# Natural language region descriptions

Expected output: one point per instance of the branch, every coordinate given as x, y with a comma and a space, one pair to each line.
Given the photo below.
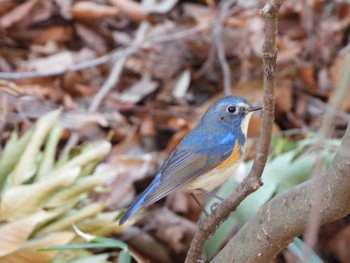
286, 215
253, 181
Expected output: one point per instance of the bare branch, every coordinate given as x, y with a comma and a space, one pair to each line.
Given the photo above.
286, 215
252, 182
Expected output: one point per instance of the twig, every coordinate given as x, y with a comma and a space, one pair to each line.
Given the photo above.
220, 48
326, 128
112, 56
253, 181
285, 216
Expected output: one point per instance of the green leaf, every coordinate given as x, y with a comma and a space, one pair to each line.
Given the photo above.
13, 149
124, 256
24, 200
27, 165
97, 242
47, 163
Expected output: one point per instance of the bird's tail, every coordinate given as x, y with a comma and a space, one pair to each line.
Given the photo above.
139, 200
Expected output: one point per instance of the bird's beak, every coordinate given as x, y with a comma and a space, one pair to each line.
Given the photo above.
254, 108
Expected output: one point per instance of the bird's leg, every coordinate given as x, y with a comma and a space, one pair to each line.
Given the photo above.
199, 204
215, 204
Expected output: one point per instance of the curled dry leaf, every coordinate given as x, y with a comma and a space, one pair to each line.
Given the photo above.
131, 8
17, 14
58, 34
89, 10
58, 61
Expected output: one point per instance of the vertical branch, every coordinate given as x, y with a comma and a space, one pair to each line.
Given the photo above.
252, 182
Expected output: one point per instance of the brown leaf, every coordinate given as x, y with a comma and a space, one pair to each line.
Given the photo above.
91, 38
17, 14
58, 34
131, 8
89, 10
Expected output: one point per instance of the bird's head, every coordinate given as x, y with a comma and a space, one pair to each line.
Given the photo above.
233, 112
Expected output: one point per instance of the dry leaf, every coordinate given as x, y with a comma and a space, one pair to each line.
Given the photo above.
89, 10
17, 14
131, 8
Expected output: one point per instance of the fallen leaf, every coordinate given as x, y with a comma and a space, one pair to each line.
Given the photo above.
89, 10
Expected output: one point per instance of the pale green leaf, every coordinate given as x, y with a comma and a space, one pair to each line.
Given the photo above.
27, 164
23, 200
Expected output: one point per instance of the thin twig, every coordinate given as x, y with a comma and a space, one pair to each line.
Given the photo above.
220, 48
112, 56
252, 182
111, 81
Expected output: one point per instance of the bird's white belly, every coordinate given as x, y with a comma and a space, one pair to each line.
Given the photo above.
211, 179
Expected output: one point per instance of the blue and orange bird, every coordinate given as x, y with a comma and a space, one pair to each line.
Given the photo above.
207, 155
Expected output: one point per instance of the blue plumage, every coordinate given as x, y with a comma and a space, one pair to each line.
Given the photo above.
211, 143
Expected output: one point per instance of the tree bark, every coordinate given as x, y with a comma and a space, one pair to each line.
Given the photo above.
286, 215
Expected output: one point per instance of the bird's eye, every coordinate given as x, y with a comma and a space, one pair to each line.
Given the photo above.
231, 109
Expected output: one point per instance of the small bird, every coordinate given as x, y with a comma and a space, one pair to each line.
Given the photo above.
206, 156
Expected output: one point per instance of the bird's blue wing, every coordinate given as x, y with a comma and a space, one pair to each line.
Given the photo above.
195, 156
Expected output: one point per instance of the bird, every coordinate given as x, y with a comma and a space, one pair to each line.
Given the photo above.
206, 157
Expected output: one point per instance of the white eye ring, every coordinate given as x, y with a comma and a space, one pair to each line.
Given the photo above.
231, 109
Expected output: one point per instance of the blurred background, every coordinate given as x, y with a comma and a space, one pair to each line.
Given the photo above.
96, 94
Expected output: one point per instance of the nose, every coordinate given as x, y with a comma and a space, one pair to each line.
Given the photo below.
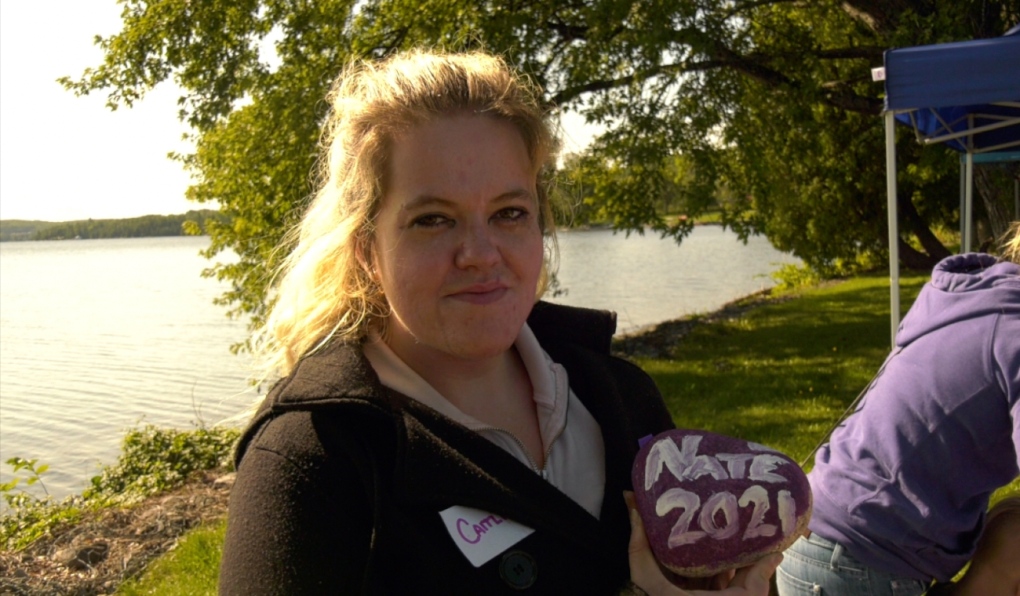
478, 247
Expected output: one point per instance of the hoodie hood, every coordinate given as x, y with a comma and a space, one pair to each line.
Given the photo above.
964, 286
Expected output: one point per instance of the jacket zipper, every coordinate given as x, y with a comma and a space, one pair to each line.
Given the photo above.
543, 472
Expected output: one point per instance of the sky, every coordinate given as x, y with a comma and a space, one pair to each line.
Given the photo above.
64, 157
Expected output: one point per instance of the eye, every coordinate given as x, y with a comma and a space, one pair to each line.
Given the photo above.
430, 220
512, 214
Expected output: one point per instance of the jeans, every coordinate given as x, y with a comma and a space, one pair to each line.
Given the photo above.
817, 566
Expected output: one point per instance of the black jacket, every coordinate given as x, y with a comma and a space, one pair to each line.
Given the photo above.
341, 480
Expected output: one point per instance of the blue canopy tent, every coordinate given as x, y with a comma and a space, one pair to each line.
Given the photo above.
964, 94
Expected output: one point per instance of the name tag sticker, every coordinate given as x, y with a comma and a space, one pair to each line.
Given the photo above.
480, 535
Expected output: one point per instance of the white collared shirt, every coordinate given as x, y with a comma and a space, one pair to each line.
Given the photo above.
575, 456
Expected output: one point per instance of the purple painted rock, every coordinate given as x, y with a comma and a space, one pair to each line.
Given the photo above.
711, 502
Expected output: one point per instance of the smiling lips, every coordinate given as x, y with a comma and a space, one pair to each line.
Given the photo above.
480, 294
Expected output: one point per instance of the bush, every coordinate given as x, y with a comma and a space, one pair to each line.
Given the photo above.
152, 460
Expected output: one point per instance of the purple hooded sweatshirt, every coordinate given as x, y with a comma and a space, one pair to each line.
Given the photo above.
904, 484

# Aim of the task
Tally the lines above that contain "blue"; give only the number.

# Output below
4